====== SOURCE MATERIAL ======

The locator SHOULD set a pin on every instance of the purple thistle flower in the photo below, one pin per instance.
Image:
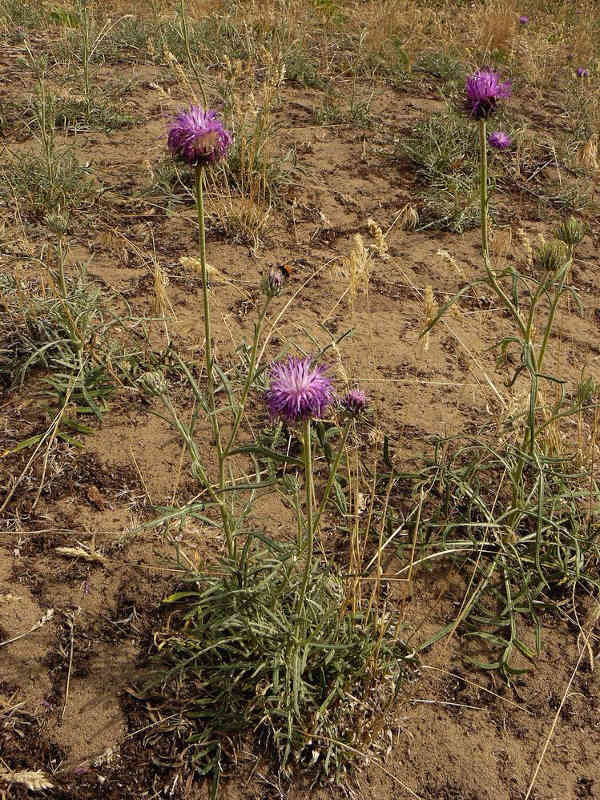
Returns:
(499, 140)
(354, 402)
(483, 92)
(198, 137)
(299, 390)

======

Copy out every line of the listing above, requests included, and shift each pin coordinate in the answers by -105, applying the change to both x and y values. Omit the pictures from your copy.

The locator SHOULD set a pin on every instance of the purple thistle flower in the photo below, one pin per instance.
Image:
Returns:
(394, 35)
(249, 297)
(378, -13)
(93, 32)
(194, 285)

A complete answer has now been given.